GIVEN TASK: Edit the records below from their start through the line containing "<point>119,237</point>" by replacing "bare soil" with "exposed earth". Keep everything else in those lines the same.

— Begin EXERCISE DATA —

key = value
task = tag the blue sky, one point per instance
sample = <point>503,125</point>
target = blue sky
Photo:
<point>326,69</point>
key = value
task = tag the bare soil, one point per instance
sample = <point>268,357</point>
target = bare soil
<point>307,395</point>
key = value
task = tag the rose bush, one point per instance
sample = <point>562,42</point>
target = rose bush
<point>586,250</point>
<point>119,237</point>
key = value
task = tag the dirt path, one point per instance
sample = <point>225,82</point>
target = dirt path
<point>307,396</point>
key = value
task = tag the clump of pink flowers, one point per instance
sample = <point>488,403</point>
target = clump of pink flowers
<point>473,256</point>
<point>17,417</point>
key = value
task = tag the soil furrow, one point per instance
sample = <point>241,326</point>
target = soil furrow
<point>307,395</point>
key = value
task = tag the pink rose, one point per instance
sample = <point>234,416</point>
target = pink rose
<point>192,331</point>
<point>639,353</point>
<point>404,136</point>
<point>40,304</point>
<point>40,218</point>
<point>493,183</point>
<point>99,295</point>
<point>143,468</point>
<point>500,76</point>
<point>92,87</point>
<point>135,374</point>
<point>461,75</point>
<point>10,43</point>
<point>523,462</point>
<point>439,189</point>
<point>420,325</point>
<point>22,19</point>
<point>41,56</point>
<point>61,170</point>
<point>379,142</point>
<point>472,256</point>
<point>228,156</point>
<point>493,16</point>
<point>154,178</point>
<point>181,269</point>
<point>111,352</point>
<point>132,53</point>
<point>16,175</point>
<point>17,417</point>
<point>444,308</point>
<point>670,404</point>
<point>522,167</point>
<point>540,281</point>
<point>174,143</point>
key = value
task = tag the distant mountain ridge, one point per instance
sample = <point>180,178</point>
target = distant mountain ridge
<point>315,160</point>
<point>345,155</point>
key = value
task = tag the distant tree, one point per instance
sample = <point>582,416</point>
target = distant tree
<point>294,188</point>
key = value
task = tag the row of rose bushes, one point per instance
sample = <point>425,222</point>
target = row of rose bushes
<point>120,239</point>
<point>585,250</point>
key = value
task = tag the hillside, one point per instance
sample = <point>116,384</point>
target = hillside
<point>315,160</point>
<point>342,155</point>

— End EXERCISE DATA —

EXERCISE ANSWER:
key = value
task = tag the blue sky, one point per instance
sample = <point>503,125</point>
target = blue sky
Photo:
<point>326,69</point>
key = value
task = tag the exposed earth, one point per instance
sample = <point>268,357</point>
target = exposed earth
<point>307,395</point>
key = value
task = tag the rose bush, one point per instance
sample = <point>562,42</point>
target = rose bush
<point>586,250</point>
<point>119,237</point>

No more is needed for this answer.